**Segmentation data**

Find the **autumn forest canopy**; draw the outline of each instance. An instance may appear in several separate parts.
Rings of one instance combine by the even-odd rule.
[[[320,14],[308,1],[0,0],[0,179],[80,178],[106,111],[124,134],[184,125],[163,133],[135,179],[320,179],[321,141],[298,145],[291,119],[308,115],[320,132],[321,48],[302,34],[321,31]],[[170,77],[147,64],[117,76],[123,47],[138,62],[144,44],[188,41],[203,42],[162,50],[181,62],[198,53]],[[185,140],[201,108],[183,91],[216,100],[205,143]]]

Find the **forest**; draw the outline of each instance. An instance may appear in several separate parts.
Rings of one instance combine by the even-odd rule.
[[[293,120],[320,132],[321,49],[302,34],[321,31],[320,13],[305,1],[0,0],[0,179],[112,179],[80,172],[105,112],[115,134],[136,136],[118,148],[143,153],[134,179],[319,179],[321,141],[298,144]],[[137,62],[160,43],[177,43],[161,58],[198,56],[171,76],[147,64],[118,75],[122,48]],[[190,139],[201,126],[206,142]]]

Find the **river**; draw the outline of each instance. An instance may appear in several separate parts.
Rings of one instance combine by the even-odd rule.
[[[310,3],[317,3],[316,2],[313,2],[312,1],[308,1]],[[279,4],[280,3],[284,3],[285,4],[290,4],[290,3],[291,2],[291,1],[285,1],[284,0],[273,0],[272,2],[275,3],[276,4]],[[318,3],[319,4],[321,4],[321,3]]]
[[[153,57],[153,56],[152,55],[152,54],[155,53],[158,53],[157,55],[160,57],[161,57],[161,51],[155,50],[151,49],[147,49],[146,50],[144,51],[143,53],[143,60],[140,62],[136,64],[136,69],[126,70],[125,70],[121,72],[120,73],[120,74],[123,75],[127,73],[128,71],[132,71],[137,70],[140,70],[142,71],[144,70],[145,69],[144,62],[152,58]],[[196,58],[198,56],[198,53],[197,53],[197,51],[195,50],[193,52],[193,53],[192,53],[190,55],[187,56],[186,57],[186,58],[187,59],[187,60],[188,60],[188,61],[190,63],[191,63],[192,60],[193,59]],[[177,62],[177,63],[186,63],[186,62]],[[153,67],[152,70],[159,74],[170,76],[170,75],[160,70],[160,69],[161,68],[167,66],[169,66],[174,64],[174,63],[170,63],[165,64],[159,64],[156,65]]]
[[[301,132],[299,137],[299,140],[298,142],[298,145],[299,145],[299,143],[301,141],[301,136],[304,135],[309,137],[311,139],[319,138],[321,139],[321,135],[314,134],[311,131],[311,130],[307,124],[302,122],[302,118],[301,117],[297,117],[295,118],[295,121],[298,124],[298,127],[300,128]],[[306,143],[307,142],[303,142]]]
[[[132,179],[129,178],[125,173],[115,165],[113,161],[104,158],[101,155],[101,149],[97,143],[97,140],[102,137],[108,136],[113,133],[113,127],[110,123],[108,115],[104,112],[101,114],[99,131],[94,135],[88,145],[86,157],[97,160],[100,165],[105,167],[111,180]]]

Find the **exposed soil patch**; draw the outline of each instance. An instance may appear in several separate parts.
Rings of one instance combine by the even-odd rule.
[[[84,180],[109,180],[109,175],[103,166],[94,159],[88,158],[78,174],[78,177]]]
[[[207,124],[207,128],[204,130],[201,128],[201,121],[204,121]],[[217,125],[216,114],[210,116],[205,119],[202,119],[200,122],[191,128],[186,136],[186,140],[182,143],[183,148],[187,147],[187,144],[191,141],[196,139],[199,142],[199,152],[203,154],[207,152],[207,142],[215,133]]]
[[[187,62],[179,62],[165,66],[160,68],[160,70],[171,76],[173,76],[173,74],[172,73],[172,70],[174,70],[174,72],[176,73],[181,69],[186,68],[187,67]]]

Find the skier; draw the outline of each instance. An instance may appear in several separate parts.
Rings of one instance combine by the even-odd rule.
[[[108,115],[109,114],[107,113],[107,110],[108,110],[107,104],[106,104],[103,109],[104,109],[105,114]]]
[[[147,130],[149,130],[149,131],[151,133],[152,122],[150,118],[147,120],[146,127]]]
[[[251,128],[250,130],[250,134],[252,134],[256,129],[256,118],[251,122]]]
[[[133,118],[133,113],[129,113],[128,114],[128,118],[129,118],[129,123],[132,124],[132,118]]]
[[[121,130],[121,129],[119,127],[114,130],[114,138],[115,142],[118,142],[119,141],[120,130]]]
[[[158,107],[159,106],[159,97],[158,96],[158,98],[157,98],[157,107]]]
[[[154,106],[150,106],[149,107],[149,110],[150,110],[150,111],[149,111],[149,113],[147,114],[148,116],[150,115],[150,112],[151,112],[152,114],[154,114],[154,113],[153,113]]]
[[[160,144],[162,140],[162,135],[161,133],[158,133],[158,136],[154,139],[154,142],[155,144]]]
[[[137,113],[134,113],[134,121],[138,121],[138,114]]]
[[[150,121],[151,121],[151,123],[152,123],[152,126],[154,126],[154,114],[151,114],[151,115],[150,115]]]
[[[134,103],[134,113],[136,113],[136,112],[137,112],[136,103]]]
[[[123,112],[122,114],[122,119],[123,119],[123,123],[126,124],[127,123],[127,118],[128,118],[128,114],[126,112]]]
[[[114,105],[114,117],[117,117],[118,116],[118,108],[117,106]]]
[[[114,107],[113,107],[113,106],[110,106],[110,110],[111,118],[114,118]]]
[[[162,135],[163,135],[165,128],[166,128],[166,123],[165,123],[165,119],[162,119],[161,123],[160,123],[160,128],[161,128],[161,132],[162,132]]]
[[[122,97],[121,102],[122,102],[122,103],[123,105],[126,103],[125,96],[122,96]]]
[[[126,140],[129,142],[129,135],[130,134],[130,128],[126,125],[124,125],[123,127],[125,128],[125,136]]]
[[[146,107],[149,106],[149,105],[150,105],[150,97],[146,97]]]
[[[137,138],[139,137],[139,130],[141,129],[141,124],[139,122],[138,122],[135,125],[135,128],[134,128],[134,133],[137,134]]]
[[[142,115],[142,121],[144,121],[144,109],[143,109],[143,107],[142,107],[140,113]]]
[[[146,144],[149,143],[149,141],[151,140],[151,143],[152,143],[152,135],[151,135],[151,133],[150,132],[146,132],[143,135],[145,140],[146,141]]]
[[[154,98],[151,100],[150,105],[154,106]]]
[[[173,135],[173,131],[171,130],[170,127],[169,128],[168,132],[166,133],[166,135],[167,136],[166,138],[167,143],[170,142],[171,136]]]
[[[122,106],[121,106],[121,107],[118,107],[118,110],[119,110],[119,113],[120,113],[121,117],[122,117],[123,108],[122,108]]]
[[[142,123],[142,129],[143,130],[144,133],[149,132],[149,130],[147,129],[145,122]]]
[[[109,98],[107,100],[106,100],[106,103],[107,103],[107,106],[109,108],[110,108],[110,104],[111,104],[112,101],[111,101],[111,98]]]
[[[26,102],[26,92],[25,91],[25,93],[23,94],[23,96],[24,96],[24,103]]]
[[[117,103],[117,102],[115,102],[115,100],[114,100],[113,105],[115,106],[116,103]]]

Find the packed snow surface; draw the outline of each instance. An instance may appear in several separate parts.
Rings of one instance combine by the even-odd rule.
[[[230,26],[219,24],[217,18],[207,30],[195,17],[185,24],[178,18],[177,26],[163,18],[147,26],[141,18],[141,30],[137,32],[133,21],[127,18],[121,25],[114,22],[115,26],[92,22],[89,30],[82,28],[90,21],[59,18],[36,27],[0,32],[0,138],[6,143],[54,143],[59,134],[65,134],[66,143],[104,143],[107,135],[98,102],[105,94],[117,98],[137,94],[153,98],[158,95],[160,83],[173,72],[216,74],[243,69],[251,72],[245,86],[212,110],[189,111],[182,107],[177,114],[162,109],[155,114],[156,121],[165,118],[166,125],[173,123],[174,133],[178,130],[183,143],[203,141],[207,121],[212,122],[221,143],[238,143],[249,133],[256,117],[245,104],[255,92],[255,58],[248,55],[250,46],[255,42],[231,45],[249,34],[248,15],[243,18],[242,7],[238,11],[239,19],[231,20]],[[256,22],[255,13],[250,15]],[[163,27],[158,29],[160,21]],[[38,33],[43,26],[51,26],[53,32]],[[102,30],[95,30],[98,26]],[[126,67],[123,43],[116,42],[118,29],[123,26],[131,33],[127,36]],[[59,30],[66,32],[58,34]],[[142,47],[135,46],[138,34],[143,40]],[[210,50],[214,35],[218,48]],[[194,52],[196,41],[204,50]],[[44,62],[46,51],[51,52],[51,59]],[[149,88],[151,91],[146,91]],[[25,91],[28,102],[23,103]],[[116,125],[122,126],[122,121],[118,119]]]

**Challenge**
Pick out every line of the material above that contains the word "forest" and copy each of those lines in full. The match must respect uppercase and lowercase letters.

**The answer**
Find the **autumn forest canopy**; draw the outline of each instance. An instance may appear in several separate parts.
Find the **forest**; draw the outline of each instance. An instance may appear in several separate parts.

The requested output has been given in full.